**EXERCISE AIM**
Render everything from the line containing "task: provide the mask of every instance of the rippled" down to the last line below as a numbered list, omitting blank lines.
+ + + + + + +
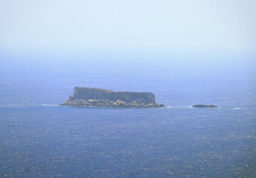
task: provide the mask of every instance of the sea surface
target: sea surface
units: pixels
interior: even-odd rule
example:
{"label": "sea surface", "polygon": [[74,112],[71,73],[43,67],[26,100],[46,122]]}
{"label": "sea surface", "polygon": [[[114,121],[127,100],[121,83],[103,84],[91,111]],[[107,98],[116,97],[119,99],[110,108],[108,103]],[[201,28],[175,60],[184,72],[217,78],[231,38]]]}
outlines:
{"label": "sea surface", "polygon": [[[0,177],[255,177],[251,67],[3,64]],[[168,107],[57,106],[74,86],[151,92]]]}

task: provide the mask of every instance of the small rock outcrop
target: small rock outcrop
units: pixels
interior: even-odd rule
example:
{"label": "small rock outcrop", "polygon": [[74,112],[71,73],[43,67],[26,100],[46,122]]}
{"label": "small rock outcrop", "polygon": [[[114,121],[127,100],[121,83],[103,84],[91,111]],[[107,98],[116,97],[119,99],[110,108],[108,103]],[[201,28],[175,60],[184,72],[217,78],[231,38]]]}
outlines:
{"label": "small rock outcrop", "polygon": [[150,92],[118,92],[101,88],[75,87],[74,95],[61,106],[95,107],[162,107]]}
{"label": "small rock outcrop", "polygon": [[192,106],[193,107],[212,107],[212,108],[217,108],[218,106],[214,105],[205,105],[204,104],[197,104]]}

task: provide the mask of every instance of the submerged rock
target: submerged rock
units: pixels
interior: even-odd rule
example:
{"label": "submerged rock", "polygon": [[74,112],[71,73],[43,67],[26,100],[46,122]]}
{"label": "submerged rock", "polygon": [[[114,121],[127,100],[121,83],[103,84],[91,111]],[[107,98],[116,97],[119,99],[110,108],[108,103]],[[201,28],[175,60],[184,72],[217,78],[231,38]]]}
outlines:
{"label": "submerged rock", "polygon": [[115,92],[100,88],[75,87],[74,94],[61,106],[97,107],[163,107],[150,92]]}
{"label": "submerged rock", "polygon": [[214,105],[205,105],[204,104],[197,104],[196,105],[194,105],[192,107],[212,107],[212,108],[217,108],[218,106],[214,106]]}

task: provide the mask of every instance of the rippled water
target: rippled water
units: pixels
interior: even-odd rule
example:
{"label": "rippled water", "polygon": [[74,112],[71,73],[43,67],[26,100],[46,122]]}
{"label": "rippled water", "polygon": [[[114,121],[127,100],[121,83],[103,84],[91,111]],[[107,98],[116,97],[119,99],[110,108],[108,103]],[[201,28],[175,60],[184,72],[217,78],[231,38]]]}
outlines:
{"label": "rippled water", "polygon": [[[256,176],[252,72],[12,66],[1,72],[0,177]],[[53,106],[75,86],[152,92],[170,107]]]}

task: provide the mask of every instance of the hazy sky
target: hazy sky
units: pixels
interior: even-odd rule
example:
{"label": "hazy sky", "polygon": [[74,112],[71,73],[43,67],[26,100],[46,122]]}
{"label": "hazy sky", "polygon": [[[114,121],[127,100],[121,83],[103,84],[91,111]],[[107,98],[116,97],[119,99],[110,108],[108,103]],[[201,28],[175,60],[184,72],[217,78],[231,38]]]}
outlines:
{"label": "hazy sky", "polygon": [[1,0],[0,51],[98,58],[250,54],[255,22],[253,0]]}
+ + + + + + +
**TASK OUTPUT**
1. task: provide the mask of every instance of the rippled water
2. target: rippled water
3. units: pixels
4. interior: even-odd rule
5. example:
6. {"label": "rippled water", "polygon": [[74,112],[71,73],[43,67],[26,100],[46,122]]}
7. {"label": "rippled water", "polygon": [[[114,121],[127,100],[121,83],[103,84],[91,111]],[[107,98],[116,97],[119,99],[110,108],[108,103]],[[201,28],[175,60],[184,72],[217,78],[231,38]]]}
8. outlines:
9. {"label": "rippled water", "polygon": [[[256,176],[252,72],[12,66],[1,72],[0,177]],[[53,106],[75,86],[152,92],[170,107]]]}
10. task: provide the mask of every instance of the hazy sky
11. target: hazy sky
12. units: pixels
13. interior: even-odd rule
14. example:
15. {"label": "hazy sky", "polygon": [[74,112],[71,73],[43,67],[26,100],[46,122]]}
16. {"label": "hazy sky", "polygon": [[[114,121],[127,100],[121,83],[103,84],[91,111]],[[107,98],[116,97],[119,99],[110,108],[108,103]],[[201,28],[175,60],[184,72],[217,78],[231,38]]]}
17. outlines:
18. {"label": "hazy sky", "polygon": [[1,0],[0,51],[98,58],[250,54],[255,22],[253,0]]}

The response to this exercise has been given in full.